--- begin Task data ---

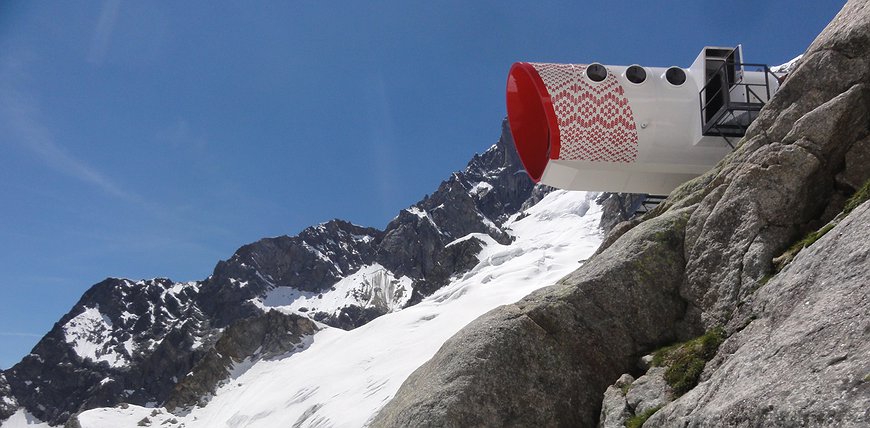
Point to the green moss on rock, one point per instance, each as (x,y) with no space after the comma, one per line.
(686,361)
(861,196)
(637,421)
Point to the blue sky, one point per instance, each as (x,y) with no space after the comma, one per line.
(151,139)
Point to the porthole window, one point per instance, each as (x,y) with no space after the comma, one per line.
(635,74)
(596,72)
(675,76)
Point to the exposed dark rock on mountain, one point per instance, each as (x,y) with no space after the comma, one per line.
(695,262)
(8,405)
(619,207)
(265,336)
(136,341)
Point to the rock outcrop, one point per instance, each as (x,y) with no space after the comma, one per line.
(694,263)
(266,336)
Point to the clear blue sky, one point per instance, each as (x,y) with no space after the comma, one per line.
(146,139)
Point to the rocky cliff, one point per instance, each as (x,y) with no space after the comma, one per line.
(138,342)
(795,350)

--- end Task data ---
--- begin Task data ---

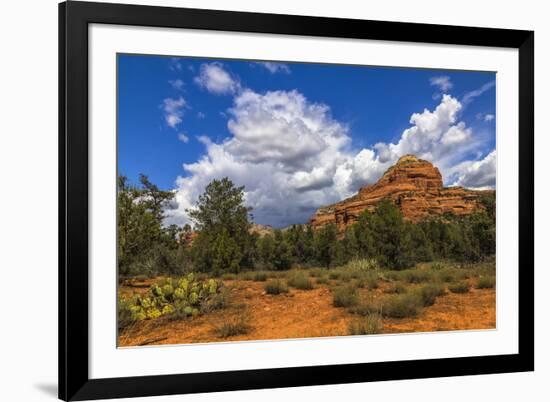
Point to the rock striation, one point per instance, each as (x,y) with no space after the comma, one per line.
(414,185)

--- end Task data ---
--- begin Task data ---

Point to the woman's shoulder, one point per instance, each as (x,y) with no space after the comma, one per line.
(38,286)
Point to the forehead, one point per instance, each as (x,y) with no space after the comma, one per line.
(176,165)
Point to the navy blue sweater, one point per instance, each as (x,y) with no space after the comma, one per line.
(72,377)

--- end Task data ---

## What is being asked
Identify each line in the records above that contains the string "blue" and copy those lines out. Count a match only when the case is the same.

## The response
Point to the blue sky, one point per instance, each as (x,y) with no space after the comma, one per line.
Point to the clear blue sky, one point per instance, each as (x,y) with no space after the comma, one per line.
Point to the navy blue sweater, one point per instance, each as (x,y) with no space after the comma, one per line.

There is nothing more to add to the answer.